▶ INSTRUCTIONS FOR THE TASK: Go from the first line of the records through the line containing "696, 102, 734, 126" and change each "Detect" to "Locate", keeping everything else the same. Leave the pictures out of your answer.

*** INPUT DATA ***

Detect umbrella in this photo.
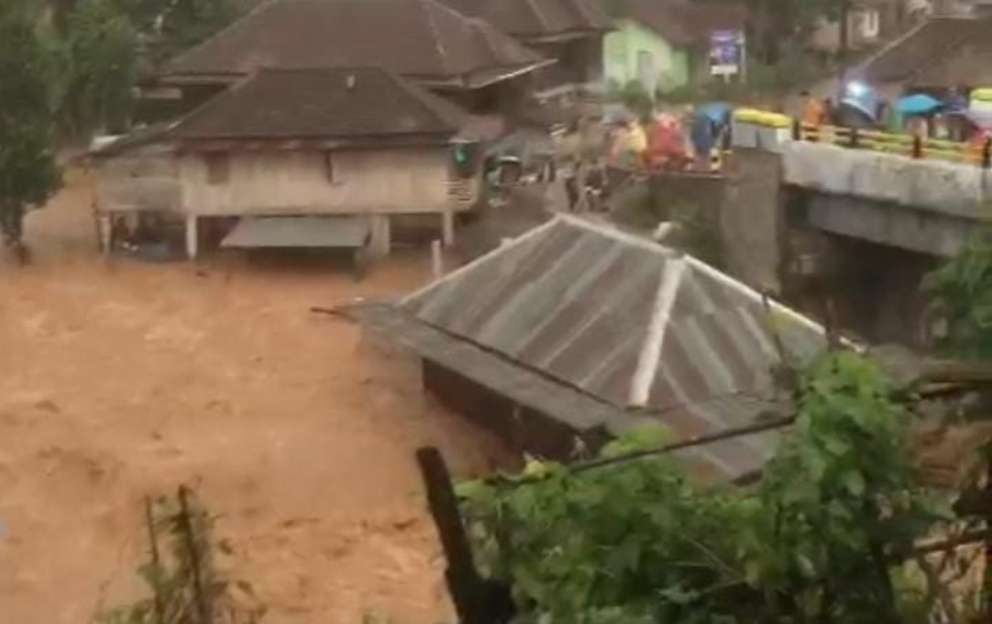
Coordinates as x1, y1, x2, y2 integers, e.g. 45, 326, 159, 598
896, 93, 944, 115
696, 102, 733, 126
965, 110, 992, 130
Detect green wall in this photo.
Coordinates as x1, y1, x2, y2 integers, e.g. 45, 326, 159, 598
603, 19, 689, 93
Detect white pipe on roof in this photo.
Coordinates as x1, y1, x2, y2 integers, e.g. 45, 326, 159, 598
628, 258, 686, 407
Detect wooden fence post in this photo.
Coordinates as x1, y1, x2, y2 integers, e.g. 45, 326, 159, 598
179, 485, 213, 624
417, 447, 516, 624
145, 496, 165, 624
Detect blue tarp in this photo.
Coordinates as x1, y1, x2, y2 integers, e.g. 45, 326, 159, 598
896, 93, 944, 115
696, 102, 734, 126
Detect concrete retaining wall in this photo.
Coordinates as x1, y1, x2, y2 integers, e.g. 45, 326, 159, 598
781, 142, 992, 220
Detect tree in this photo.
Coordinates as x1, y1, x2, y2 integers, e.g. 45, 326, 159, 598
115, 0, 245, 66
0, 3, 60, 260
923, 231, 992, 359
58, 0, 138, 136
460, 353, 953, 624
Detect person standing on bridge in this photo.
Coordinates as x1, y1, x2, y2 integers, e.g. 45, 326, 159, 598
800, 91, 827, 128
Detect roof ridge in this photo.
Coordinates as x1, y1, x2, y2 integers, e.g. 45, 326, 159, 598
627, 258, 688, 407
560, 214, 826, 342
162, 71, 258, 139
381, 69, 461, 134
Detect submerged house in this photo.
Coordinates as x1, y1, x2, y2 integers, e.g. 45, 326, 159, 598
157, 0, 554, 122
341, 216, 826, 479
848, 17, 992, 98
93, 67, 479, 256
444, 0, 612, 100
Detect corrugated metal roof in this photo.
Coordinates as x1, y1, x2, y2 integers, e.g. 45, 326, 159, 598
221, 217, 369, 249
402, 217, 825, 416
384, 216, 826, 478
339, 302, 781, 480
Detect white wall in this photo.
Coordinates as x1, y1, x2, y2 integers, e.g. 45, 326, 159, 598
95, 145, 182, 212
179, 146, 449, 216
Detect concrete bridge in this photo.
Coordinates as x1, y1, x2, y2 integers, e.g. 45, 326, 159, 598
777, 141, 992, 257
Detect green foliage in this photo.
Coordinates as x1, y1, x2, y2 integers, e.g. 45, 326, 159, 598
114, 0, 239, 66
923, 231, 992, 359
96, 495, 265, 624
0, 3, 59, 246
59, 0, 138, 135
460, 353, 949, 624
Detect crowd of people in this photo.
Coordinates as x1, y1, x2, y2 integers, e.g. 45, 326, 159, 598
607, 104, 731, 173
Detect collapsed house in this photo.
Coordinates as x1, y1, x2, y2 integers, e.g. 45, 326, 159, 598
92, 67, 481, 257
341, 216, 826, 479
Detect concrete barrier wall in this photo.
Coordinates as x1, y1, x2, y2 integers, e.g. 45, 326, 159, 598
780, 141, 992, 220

***

▶ FINISHED ANSWER:
Locate umbrella in this photo.
Coordinates as x1, y1, x2, y2 integers, e.g. 45, 326, 159, 598
896, 93, 944, 115
696, 102, 733, 126
965, 110, 992, 130
Locate green wall in this photo.
Coordinates as x1, y1, x2, y2 integers, e.g. 45, 326, 159, 598
603, 19, 689, 93
Locate white pipe on roof in this photo.
Coordinates as x1, y1, x2, y2 integers, e.g. 45, 326, 159, 598
628, 258, 686, 407
Locate wooden fence post in this photo.
Coordinates as x1, y1, x2, y2 integers, e.g. 45, 326, 159, 598
179, 485, 213, 624
417, 447, 516, 624
145, 496, 165, 624
Locate blue tarp in this photo.
Coordinates as x1, y1, x2, y2 integers, e.g. 45, 326, 159, 598
896, 93, 944, 115
696, 102, 734, 126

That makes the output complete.